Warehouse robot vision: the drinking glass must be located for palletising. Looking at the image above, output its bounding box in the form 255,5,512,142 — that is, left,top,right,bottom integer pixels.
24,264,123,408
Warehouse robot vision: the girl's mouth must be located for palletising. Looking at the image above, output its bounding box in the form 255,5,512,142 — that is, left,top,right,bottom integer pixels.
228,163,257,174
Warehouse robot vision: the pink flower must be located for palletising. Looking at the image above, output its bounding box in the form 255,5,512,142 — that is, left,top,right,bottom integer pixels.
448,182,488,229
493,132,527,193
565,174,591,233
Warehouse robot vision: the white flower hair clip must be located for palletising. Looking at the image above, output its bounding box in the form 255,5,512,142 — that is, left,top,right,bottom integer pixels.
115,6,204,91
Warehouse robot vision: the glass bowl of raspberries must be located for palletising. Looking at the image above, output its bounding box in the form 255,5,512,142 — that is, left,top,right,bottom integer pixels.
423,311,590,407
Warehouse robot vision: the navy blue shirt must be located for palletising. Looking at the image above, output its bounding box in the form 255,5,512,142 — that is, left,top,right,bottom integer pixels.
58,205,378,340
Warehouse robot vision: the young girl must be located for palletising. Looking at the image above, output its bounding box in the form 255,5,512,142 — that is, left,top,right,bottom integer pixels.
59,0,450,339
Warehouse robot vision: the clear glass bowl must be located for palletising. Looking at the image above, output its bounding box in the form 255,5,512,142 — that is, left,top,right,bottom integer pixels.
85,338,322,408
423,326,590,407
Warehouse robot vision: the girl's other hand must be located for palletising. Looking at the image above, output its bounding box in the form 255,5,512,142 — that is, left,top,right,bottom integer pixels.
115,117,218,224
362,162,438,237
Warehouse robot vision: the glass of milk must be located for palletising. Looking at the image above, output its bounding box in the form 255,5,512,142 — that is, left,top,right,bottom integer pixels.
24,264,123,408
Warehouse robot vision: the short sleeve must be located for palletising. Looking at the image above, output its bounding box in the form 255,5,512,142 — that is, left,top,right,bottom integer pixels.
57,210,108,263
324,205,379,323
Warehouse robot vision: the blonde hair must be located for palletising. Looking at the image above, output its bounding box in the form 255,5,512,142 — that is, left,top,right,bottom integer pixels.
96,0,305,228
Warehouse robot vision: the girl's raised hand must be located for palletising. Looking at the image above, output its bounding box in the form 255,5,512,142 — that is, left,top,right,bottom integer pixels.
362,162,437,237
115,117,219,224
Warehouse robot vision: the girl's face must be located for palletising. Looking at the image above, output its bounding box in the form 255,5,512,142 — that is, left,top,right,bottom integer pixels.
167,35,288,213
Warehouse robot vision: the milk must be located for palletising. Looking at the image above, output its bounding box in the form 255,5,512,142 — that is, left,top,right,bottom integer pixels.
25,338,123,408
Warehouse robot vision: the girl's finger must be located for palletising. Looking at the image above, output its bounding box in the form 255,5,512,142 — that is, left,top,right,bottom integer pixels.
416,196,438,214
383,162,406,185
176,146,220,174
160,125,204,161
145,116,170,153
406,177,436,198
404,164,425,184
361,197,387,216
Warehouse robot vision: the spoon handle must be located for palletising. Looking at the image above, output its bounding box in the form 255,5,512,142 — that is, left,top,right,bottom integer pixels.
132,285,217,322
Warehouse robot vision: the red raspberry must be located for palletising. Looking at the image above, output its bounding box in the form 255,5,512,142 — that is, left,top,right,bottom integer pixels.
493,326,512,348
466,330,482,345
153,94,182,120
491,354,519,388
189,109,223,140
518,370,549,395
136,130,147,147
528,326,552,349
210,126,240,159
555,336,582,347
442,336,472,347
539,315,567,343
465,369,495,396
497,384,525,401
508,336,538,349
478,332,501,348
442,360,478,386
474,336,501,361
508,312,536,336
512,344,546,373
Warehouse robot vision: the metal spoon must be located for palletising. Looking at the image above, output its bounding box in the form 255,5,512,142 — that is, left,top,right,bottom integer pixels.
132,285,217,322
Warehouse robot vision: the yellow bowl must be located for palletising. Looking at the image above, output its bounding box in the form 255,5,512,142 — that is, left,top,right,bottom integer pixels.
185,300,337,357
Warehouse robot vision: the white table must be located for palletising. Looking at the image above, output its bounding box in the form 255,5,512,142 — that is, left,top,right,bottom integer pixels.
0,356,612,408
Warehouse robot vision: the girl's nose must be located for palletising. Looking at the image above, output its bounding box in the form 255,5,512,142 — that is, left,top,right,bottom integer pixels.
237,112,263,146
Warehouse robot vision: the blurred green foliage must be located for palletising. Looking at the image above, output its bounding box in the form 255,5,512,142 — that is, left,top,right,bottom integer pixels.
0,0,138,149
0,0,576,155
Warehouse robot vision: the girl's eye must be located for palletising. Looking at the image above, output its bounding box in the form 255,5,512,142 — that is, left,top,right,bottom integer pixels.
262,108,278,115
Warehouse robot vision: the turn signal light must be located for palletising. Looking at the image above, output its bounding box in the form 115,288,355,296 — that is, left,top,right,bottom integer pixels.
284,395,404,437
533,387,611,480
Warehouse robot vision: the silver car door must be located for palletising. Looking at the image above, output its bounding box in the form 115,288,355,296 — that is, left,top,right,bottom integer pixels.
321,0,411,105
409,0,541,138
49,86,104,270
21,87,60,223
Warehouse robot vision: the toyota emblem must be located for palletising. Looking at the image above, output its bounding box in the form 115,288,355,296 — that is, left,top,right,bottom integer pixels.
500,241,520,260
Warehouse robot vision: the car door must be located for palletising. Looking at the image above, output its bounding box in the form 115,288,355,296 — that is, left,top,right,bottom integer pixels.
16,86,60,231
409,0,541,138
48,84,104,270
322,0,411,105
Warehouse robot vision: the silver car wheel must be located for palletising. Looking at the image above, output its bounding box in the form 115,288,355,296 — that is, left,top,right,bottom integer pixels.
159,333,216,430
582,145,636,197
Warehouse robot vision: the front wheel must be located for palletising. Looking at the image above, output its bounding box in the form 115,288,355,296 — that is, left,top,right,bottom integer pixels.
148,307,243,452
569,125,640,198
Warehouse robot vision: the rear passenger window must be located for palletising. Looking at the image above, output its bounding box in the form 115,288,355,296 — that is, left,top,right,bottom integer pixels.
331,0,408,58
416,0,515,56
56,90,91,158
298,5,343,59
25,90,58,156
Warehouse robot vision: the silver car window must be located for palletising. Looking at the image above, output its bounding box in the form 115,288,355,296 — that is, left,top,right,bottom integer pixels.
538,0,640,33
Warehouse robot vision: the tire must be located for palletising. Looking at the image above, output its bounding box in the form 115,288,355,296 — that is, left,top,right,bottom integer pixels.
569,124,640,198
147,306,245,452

■ **WHAT YOU NEED TO DO**
Copy out the listing lines between the one holding "Warehouse robot vision: the blonde" and the one holding "115,117,219,224", inclusive, swapping "raised" for "lifted" and changing nothing else.

■ **TASK RESULT**
Warehouse robot vision: the blonde hair must be located for palletising. Looking at the image above, output its bounding box in the form 255,5,512,142 — that is, left,top,right,bottom integer pixels.
96,0,305,228
Warehouse robot vision: the girl's lifted hand must be located for palletising. Looking at the image above, output its bounding box in the form 255,5,512,142 — that is, left,top,right,bottom integer pixels.
362,162,437,237
115,117,219,224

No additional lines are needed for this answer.